_PROBLEM DETAILS:_ Please copy the lines from the start of the list through the line holding "[(298, 230)]", inclusive, keeping every request, and raise each point coordinate in the answers by 149. Leave the pictures out.

_DATA:_
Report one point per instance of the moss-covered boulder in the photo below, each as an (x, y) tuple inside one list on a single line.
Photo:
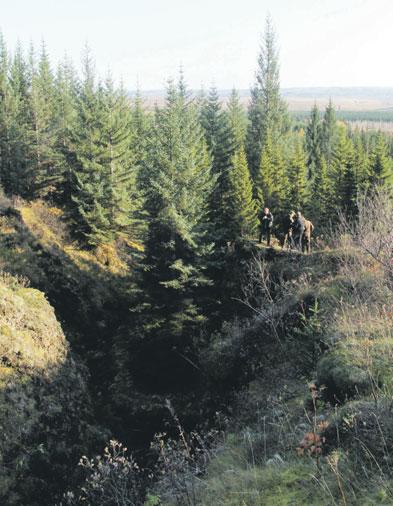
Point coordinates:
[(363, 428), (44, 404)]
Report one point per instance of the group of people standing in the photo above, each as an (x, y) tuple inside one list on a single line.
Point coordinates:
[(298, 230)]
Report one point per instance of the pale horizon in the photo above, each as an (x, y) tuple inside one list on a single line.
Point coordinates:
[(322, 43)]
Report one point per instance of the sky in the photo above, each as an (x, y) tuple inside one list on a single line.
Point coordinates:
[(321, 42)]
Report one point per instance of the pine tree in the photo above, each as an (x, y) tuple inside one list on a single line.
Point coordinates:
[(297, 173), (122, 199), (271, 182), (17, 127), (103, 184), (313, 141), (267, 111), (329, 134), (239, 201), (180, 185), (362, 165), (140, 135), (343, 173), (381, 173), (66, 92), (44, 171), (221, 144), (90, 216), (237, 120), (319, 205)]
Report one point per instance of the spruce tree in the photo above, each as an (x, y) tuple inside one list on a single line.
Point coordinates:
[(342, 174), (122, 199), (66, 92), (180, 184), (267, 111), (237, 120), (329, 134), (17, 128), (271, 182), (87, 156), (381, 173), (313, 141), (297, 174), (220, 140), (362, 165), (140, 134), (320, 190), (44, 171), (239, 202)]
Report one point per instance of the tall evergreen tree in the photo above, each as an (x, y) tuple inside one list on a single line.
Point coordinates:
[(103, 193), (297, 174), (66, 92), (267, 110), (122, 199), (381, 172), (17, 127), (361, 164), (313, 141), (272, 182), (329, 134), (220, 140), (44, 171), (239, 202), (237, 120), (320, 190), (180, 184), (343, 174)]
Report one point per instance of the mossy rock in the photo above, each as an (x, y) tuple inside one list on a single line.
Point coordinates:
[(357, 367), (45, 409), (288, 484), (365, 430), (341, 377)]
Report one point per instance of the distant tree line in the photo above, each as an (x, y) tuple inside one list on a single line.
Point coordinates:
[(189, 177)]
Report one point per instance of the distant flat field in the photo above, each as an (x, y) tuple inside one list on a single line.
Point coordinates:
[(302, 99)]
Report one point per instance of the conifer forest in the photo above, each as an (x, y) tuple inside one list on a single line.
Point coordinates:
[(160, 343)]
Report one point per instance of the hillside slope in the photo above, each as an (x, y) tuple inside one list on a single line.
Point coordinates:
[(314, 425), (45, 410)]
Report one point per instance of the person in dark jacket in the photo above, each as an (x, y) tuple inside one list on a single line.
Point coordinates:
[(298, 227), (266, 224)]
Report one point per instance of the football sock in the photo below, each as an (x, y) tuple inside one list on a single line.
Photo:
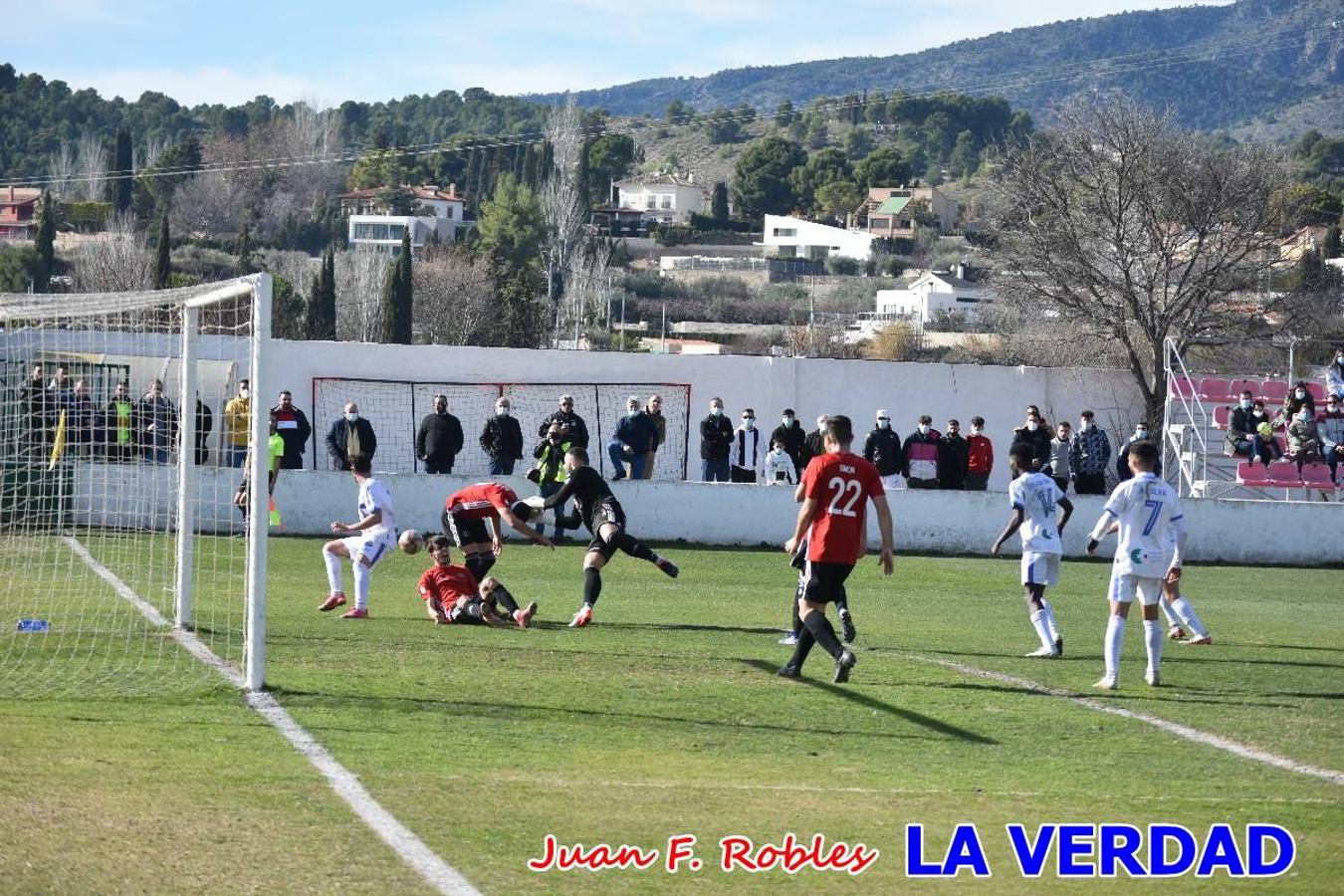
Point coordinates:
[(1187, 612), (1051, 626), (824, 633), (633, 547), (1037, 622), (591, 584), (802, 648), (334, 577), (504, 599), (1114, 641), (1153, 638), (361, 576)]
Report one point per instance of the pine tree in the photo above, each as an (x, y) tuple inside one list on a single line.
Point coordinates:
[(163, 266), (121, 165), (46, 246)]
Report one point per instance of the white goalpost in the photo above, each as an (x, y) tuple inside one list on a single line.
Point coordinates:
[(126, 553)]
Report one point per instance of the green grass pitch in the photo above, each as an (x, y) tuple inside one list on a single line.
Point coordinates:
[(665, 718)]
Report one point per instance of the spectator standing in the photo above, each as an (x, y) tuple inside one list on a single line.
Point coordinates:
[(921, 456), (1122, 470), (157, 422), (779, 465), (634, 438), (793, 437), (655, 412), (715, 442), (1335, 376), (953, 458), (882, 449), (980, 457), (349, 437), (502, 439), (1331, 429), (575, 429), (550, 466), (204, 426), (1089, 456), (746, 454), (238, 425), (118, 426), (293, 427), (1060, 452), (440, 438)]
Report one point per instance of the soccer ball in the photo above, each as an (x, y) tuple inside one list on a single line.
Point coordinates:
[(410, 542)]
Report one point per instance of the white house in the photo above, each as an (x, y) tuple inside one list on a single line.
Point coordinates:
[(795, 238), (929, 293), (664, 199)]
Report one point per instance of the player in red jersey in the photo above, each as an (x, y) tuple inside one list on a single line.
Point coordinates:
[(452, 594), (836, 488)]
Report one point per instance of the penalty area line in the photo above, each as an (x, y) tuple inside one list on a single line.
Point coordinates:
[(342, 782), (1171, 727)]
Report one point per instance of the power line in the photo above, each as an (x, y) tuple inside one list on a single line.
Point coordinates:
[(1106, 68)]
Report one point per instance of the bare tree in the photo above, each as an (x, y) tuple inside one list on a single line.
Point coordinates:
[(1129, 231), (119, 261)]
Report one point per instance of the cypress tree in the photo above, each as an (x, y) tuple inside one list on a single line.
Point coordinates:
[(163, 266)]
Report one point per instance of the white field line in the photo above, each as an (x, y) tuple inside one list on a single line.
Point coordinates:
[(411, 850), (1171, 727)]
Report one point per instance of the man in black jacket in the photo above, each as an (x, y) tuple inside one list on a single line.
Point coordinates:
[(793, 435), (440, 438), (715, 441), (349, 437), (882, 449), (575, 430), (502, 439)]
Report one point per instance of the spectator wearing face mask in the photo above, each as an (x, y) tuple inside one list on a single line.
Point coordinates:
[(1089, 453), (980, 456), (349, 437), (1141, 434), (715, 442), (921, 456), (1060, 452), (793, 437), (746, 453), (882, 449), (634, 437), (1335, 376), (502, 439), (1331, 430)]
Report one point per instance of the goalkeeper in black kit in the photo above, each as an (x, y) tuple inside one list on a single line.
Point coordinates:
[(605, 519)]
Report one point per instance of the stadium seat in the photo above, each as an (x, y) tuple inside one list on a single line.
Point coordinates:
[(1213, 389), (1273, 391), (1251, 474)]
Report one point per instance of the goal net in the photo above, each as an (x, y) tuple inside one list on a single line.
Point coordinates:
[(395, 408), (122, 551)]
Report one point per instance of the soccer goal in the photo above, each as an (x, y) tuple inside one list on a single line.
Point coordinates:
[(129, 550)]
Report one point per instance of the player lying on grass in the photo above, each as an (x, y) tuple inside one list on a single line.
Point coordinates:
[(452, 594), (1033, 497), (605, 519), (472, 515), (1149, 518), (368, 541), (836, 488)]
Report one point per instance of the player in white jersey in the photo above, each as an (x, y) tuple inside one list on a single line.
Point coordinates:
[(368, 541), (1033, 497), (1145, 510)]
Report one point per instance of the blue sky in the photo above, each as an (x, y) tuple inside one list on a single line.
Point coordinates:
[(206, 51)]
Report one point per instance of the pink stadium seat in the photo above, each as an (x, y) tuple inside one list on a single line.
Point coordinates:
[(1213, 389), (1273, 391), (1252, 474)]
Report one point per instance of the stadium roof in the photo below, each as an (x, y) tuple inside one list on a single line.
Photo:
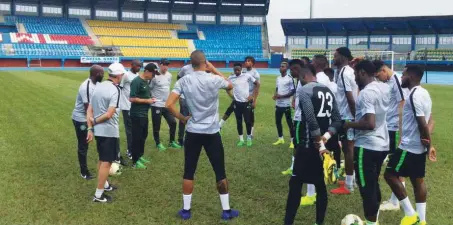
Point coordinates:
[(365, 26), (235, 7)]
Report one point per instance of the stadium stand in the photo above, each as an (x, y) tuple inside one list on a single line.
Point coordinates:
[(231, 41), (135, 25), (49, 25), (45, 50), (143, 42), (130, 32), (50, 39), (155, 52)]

_SOLUTION TO THIS EXERCISE:_
Report one point per instance of the moss-covered boulder in the photo below, each as an (x, y) tuple inside one list on a single line.
Photo:
Point coordinates:
[(512, 577), (193, 553)]
Report one point per instance of the group of people standing in the photo above, each as an (x, y) tuple inside one list on a single line.
Point coordinates:
[(447, 379)]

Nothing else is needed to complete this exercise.